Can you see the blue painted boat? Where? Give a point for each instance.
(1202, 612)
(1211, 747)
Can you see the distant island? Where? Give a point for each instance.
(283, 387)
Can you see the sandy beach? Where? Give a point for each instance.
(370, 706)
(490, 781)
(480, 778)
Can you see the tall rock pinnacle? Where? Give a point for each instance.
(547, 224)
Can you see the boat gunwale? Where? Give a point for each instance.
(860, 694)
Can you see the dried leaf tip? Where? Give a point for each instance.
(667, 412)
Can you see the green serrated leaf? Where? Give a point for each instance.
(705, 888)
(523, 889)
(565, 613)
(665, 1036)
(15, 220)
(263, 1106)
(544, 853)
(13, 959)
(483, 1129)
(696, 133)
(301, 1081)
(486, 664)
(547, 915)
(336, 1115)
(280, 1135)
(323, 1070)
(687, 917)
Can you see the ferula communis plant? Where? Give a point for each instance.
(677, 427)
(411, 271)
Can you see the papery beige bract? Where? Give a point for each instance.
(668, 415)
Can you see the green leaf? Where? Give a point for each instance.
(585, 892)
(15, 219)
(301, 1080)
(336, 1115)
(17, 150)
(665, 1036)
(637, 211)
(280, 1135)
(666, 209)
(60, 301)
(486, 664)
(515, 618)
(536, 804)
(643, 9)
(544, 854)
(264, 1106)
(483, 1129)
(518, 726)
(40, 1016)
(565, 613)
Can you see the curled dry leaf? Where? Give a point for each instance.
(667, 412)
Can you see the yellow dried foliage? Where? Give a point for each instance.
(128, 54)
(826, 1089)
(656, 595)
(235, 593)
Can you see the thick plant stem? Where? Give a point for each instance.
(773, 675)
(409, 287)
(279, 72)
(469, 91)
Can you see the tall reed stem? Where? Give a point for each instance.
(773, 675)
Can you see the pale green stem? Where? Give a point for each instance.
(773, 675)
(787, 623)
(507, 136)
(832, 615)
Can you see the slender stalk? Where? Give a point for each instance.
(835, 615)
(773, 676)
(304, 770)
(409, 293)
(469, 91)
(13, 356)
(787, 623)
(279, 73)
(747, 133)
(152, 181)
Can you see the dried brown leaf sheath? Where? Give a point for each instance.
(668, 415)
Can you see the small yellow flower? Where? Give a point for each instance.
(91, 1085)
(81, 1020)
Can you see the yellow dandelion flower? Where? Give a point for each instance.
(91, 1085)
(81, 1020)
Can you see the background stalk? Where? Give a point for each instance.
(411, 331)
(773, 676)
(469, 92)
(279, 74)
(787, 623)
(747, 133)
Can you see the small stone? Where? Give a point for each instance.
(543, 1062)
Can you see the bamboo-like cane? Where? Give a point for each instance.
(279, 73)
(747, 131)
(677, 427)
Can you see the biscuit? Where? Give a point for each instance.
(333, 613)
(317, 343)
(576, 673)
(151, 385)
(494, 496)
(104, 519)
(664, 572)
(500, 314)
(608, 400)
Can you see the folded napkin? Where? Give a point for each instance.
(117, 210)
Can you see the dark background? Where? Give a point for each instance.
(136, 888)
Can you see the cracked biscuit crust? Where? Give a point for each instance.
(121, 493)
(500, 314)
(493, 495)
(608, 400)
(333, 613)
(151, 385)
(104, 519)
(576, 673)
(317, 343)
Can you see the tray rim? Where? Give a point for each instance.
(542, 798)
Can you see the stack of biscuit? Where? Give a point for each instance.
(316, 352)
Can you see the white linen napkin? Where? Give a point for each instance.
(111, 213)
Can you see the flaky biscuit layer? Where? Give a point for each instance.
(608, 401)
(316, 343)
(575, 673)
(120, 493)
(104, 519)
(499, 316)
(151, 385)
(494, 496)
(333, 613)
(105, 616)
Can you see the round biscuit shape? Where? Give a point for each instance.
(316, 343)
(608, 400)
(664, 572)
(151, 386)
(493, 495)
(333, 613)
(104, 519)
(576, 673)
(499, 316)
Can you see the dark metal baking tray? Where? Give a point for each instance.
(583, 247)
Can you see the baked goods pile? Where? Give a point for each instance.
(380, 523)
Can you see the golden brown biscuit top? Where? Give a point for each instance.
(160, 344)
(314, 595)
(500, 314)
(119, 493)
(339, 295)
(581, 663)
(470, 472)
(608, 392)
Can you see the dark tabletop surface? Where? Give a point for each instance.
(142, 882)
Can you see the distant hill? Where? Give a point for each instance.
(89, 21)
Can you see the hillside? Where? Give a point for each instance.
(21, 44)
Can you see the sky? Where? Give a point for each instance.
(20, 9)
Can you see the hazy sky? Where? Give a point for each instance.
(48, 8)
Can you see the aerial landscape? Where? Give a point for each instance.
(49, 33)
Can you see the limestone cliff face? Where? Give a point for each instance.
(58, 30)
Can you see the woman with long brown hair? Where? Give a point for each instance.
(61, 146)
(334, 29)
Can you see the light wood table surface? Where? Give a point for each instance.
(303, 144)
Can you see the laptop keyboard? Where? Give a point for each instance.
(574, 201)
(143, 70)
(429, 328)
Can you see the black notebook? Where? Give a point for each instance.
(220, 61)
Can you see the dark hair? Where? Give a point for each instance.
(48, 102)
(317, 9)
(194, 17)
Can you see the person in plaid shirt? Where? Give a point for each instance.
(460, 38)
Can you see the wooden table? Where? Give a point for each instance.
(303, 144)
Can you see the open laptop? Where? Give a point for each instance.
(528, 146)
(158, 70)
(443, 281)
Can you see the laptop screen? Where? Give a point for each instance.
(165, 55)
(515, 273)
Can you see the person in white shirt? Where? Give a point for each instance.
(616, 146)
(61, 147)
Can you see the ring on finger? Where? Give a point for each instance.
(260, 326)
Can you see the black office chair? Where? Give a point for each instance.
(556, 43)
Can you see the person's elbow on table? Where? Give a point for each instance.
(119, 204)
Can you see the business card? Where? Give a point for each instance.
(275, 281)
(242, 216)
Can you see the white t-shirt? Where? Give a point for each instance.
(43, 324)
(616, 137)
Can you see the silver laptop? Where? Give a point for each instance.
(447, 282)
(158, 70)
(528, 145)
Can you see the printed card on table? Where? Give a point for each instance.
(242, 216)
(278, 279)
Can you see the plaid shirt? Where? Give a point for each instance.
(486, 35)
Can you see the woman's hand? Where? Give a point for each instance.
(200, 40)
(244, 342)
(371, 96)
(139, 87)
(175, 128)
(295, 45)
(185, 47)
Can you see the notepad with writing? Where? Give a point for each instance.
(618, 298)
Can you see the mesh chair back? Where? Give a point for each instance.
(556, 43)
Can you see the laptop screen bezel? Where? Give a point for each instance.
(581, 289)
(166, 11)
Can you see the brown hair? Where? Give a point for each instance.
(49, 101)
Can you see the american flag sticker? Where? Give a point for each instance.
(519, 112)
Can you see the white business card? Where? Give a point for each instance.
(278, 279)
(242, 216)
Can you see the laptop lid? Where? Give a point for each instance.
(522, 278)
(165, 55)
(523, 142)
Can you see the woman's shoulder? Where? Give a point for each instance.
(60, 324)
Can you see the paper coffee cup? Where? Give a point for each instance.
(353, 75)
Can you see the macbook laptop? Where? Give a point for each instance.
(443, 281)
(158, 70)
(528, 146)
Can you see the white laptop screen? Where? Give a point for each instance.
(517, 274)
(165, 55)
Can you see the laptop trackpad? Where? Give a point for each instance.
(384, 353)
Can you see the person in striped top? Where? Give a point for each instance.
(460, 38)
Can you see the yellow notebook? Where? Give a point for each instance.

◆ ◆ ◆ ◆ ◆ ◆ ◆

== The problem ==
Please copy out the data above exactly.

== Your response ==
Can you see the blue painted boat? Where? Give a point for each instance.
(1202, 612)
(1211, 747)
Can you see the distant island? Where? Give a point for each instance.
(283, 387)
Can you see the sandy beach? Where? Give a point for each instance.
(370, 706)
(490, 781)
(480, 778)
Can you see the tall rock pinnacle? Where? Give a point for each instance.
(547, 224)
Can you see the boat gunwale? Where? Give a point for each instance.
(860, 694)
Can you see the dried leaf tip? Where? Give a point for each instance.
(667, 412)
Can you see the green serrated leaf? Where? Give a point for each instance.
(705, 888)
(523, 889)
(565, 613)
(665, 1036)
(15, 220)
(263, 1106)
(544, 853)
(13, 959)
(483, 1129)
(696, 133)
(301, 1081)
(486, 664)
(547, 915)
(336, 1115)
(280, 1135)
(323, 1070)
(687, 917)
Can you see the ferula communis plant? Where? Give a point for each instance.
(677, 427)
(411, 271)
Can you see the papery beige bract? Where? Give a point for each instance.
(668, 415)
Can you see the green leaf? Where? Give a point for each instance.
(585, 892)
(15, 219)
(301, 1080)
(336, 1115)
(17, 150)
(665, 1036)
(637, 211)
(280, 1135)
(666, 209)
(60, 301)
(486, 664)
(515, 618)
(536, 804)
(643, 9)
(544, 854)
(264, 1106)
(483, 1129)
(518, 726)
(40, 1016)
(565, 613)
Can you see the curled dry leaf? Where? Give a point for each instance.
(667, 412)
Can you see the yellow dried foliage? Where? Give a point for each instance.
(128, 54)
(826, 1089)
(656, 595)
(235, 593)
Can you see the thick plant stem? Where? Give a point for each instance.
(773, 675)
(409, 287)
(279, 72)
(469, 91)
Can you see the tall reed stem? Where? Give a point for each instance.
(773, 675)
Can you see the pale green stem? Where? Give a point for each instance.
(773, 675)
(787, 623)
(507, 136)
(832, 615)
Can you see the slender stalk? Where? Give a point for each instance.
(835, 615)
(773, 676)
(304, 770)
(409, 293)
(469, 91)
(13, 356)
(787, 623)
(279, 73)
(747, 133)
(152, 181)
Can you see the dried brown leaf sheath? Where? Give a point for each instance.
(668, 415)
Can you see the small yellow flower? Where? Give a point for each instance.
(91, 1085)
(81, 1020)
Can you see the yellow dandelion flower? Where? Give a point for each instance.
(91, 1085)
(81, 1020)
Can you see the background stalk? Where? Give a point for each instance.
(411, 331)
(773, 676)
(469, 92)
(279, 74)
(787, 623)
(747, 133)
Can you see the small stone? Where? Give a point for each instance.
(543, 1062)
Can you see the bamboo-like cane? Where? Give a point for each instance.
(279, 73)
(747, 131)
(677, 427)
Can you see the biscuit? Where? Give a point for each instance.
(333, 613)
(317, 343)
(576, 673)
(151, 385)
(494, 496)
(104, 519)
(664, 572)
(500, 314)
(608, 400)
Can you see the folded napkin? Where? Give a point for each instance.
(117, 210)
Can you see the dark background? Where? Give a point for each instance.
(136, 888)
Can you see the cracked biscuit crust? Where? Give a point for each instance.
(121, 493)
(500, 314)
(493, 495)
(608, 400)
(333, 613)
(151, 385)
(104, 519)
(576, 673)
(317, 343)
Can you see the tray rim? Where? Give a point for each instance.
(542, 798)
Can you see the stack of biscuit? Where? Give a point for each instance.
(316, 352)
Can you see the white linen napkin? Where? Give a point for each instance.
(111, 213)
Can you see the flaky biscuit layer? Where? Give a point for each instance.
(608, 401)
(316, 343)
(575, 673)
(120, 493)
(104, 519)
(499, 316)
(151, 385)
(494, 496)
(333, 613)
(105, 616)
Can you see the round biscuit shape? Where? Give a point for each instance.
(316, 343)
(608, 400)
(664, 572)
(151, 386)
(493, 495)
(333, 613)
(104, 519)
(576, 673)
(499, 316)
Can you see the dark metal baking tray? Where? Give a point for each instance.
(583, 247)
Can you see the baked goods pile? Where? Give a point for each instance.
(380, 523)
Can you see the golden brown biscuit top? Where? Give a point for each instance.
(160, 344)
(314, 595)
(500, 314)
(119, 493)
(339, 295)
(581, 663)
(470, 472)
(608, 392)
Can you see the dark tabletop surface? Where? Give a point for each instance.
(142, 882)
Can you see the distant hill? Where? Give a point for each instance.
(89, 21)
Can you see the hillside? Where? Give a point for each instance.
(21, 44)
Can you see the sky? Where? Give a point for each instance.
(20, 9)
Can you see the hazy sky? Where? Give a point for each instance.
(48, 8)
Can you see the aerial landscape? Where? Give a point for each instance.
(49, 33)
Can you see the limestone cliff face? Where? Give a point for each instance.
(58, 30)
Can you see the woman with long brown hair? Where? Give a point for each instance.
(61, 146)
(334, 29)
Can you see the light wood table surface? Where? Give a point for each instance.
(303, 144)
Can you see the laptop keyboard? Where? Give a point for each instance.
(574, 201)
(143, 70)
(429, 328)
Can you see the black notebook? Where? Give a point for each instance.
(220, 61)
Can you see the dark hair? Where? Give a point for each instance.
(48, 102)
(317, 9)
(194, 17)
Can you see the person in plaid shirt? Where? Give a point for each instance.
(460, 38)
Can you see the wooden table? Where? Give a point for each instance.
(303, 144)
Can you see the open laptop? Where? Give a point for each instance.
(528, 146)
(158, 70)
(443, 281)
Can you see the laptop screen? Where? Give a point for each instance.
(165, 55)
(515, 273)
Can you see the person in white shirt? Where? Give a point for each instance.
(616, 146)
(61, 147)
Can you see the ring on finger? Where? Give a point for each instance.
(260, 326)
Can you see the black office chair? Where? Give a point for each instance.
(556, 43)
Can you see the person's elbow on table? Where? Give a point for each instance.
(119, 204)
Can you see the business card? Where? Give a point for each instance.
(275, 281)
(242, 216)
Can you see the white t-shirt? Where? Give a point for each instance.
(43, 324)
(616, 137)
Can you see the silver laptop? Where? Give a point for each instance.
(447, 282)
(158, 70)
(528, 145)
Can you see the printed card on table? Where? Give a point for each instance.
(242, 216)
(278, 279)
Can you see the plaid shirt? Where? Give a point for each instance.
(486, 35)
Can you see the woman's hand? Where? Give a point for each instance.
(200, 40)
(244, 342)
(371, 96)
(139, 87)
(175, 128)
(295, 45)
(185, 47)
Can you see the notepad with writing? Where? Give a point for each instance.
(618, 298)
Can you see the mesh chair back? Where? Give a point for each instance.
(556, 43)
Can you see the laptop screen bezel? Where? Give a point for each instance.
(581, 289)
(166, 11)
Can you see the brown hair? Where? Give a point for each instance.
(49, 101)
Can you see the american flag sticker? Where? Give a point for each instance.
(519, 112)
Can you see the white business card? Where? Give a point for each instance.
(278, 279)
(242, 216)
Can you see the laptop lid? Where? Give a point for each instance.
(522, 278)
(165, 55)
(523, 142)
Can you see the woman's shoulder? Where? Give a point for each instance.
(60, 324)
Can you see the paper coffee cup? Where? Give a point for each instance.
(353, 75)
Can you see the macbook laptop? Where? Give a point for each instance.
(443, 281)
(158, 70)
(528, 146)
Can you see the white laptop screen? Where? Give a point for each instance.
(517, 274)
(165, 55)
Can you see the laptop trackpad? Where? Give a point for each instance.
(384, 353)
Can you see the person in striped top? Where? Give a point for each instance.
(460, 38)
Can you see the yellow notebook? Where? Give a point for each instance.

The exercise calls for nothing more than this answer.